Render the entries below as a Markdown table with the columns "Row" and "Line", giving each line its row number and skipping any blank lines. Begin at the line that contains "female cardinal's tail." and stop after the line that contains "0;0;500;211".

### [EXTRACTED INFORMATION]
┌────────

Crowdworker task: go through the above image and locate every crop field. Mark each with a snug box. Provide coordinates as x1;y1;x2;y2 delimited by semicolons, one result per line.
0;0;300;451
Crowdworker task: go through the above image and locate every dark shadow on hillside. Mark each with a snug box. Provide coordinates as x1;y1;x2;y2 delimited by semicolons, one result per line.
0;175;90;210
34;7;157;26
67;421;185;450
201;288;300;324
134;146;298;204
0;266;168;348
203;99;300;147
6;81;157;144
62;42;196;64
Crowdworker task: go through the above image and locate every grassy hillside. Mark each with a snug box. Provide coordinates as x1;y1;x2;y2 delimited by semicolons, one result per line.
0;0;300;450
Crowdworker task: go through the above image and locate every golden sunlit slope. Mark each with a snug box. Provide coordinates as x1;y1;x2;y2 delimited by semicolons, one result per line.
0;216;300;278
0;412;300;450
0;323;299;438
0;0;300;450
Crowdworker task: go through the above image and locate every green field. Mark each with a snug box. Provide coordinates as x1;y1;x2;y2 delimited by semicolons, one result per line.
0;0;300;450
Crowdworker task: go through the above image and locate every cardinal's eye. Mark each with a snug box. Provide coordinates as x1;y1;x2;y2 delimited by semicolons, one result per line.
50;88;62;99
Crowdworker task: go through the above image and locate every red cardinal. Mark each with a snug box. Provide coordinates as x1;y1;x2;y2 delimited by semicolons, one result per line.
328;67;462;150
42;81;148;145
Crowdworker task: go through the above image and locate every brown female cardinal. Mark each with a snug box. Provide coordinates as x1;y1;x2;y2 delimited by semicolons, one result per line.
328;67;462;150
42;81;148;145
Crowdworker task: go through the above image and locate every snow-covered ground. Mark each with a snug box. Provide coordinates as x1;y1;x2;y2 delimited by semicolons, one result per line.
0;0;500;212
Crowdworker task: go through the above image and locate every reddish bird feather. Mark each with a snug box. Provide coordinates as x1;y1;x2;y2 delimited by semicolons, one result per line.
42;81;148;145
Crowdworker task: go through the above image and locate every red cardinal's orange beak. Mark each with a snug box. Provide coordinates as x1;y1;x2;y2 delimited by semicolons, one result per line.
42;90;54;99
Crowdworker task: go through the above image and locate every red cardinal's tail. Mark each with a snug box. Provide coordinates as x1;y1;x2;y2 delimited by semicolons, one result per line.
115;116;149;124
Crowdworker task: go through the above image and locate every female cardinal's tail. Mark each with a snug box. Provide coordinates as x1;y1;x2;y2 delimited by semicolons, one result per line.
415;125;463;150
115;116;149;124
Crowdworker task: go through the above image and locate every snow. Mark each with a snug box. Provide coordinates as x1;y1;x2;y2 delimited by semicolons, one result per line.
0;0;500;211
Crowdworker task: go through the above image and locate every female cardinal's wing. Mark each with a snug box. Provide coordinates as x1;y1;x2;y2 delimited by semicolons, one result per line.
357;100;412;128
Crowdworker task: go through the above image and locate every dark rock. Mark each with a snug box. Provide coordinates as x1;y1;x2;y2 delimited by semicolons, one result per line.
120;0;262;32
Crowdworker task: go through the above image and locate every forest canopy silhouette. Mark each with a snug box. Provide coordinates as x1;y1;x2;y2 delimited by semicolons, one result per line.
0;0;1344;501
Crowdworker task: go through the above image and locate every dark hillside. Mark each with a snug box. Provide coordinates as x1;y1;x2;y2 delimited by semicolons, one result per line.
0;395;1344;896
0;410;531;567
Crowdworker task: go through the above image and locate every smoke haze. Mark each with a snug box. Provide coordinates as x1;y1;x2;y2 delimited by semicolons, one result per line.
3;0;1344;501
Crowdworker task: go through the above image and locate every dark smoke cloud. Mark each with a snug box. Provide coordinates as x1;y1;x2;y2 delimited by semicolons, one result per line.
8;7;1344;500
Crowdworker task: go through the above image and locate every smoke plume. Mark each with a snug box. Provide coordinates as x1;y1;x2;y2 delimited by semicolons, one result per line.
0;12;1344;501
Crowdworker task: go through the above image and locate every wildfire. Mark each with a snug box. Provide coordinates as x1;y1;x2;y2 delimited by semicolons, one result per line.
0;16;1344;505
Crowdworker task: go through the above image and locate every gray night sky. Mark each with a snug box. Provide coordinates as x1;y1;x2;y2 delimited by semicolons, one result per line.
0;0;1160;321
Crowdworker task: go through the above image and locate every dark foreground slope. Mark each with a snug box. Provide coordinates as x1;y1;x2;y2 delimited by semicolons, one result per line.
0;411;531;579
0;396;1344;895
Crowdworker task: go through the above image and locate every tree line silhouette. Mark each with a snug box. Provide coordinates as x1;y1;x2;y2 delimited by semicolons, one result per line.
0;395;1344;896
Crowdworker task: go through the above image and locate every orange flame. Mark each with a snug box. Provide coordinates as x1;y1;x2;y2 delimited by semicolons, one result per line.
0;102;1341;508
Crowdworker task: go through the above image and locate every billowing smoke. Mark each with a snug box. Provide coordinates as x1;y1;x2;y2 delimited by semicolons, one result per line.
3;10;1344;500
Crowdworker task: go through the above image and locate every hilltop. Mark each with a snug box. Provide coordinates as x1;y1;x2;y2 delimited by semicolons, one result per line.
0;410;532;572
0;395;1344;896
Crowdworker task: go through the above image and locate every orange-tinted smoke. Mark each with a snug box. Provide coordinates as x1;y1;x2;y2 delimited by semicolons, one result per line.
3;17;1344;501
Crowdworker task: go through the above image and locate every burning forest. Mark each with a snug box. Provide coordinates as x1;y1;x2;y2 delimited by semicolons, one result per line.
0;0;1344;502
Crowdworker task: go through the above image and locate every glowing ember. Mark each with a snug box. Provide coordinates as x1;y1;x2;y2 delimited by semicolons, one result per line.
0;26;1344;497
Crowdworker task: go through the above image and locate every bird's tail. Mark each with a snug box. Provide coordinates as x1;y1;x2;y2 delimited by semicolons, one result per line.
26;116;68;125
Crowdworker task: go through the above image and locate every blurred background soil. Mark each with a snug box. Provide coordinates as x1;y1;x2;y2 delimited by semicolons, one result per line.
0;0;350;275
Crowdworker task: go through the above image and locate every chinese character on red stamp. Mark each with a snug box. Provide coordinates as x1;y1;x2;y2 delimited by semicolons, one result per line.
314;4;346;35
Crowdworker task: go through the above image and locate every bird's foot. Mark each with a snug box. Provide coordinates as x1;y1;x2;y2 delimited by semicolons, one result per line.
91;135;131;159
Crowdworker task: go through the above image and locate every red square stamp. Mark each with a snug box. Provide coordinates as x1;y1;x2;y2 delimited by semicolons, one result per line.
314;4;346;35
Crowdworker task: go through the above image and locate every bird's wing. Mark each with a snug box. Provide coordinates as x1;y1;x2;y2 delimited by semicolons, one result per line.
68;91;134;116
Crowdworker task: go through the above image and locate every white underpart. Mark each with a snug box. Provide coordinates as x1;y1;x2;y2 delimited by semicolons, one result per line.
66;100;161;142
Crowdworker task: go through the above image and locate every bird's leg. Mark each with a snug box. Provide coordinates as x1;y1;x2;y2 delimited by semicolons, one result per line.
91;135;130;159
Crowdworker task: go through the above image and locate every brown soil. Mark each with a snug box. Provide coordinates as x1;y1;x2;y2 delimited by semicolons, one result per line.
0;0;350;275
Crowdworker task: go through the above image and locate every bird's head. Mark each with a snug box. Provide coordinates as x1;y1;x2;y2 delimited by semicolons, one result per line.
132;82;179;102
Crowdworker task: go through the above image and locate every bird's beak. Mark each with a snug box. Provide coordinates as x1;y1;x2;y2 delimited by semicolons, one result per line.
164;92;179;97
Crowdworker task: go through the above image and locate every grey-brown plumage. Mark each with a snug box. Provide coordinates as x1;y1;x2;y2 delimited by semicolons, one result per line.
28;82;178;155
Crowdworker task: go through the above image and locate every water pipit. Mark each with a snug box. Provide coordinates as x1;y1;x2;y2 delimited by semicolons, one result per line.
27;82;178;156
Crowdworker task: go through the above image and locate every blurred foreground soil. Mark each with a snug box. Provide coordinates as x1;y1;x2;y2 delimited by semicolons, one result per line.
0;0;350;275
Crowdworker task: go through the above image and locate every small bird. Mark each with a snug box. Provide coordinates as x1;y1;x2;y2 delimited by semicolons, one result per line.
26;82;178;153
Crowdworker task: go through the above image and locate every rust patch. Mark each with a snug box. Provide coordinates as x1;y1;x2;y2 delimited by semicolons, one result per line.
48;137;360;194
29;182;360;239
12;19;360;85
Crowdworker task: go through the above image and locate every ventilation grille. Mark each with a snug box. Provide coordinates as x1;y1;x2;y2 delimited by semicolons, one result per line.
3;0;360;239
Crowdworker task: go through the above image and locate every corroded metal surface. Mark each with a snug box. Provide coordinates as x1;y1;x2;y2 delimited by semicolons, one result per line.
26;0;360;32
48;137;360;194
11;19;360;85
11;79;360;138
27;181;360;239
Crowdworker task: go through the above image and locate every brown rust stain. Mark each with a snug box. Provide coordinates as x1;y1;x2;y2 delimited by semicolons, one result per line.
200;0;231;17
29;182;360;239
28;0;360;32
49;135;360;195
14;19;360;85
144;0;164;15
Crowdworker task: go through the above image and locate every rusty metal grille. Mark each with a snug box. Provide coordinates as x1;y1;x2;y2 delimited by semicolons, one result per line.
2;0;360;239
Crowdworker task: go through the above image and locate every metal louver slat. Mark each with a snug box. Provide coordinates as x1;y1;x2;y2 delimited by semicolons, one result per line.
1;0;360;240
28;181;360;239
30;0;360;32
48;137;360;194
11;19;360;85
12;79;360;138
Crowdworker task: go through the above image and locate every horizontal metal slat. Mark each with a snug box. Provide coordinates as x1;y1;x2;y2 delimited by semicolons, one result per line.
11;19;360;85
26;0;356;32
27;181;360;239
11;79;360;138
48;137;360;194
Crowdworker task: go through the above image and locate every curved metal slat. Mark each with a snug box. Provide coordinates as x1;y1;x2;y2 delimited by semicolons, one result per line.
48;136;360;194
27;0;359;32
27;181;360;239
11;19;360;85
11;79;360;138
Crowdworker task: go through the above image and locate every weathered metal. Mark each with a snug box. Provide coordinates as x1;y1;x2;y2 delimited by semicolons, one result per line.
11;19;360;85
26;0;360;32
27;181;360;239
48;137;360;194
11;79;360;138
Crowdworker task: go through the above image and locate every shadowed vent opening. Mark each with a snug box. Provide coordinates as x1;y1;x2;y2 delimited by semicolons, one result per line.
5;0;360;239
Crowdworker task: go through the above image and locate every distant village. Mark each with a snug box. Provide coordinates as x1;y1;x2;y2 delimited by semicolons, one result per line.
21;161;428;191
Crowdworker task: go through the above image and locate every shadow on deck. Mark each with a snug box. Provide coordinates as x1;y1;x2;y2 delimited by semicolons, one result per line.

└────────

### [RESPONSE]
| Row | Line |
|---|---|
| 1 | Crowdworker task: go through the above image and locate every female cardinal's tail. Mark each with a snug box. Provide coordinates as x1;y1;x2;y2 delimited by semicolons, one result per line. |
| 2 | 415;125;463;150 |
| 3 | 115;116;149;124 |
| 4 | Crowdworker task: go through the above image and locate every snow. Mark each with a snug box. Provide coordinates as x1;y1;x2;y2 delimited by semicolons, one result per line. |
| 5 | 0;0;500;211 |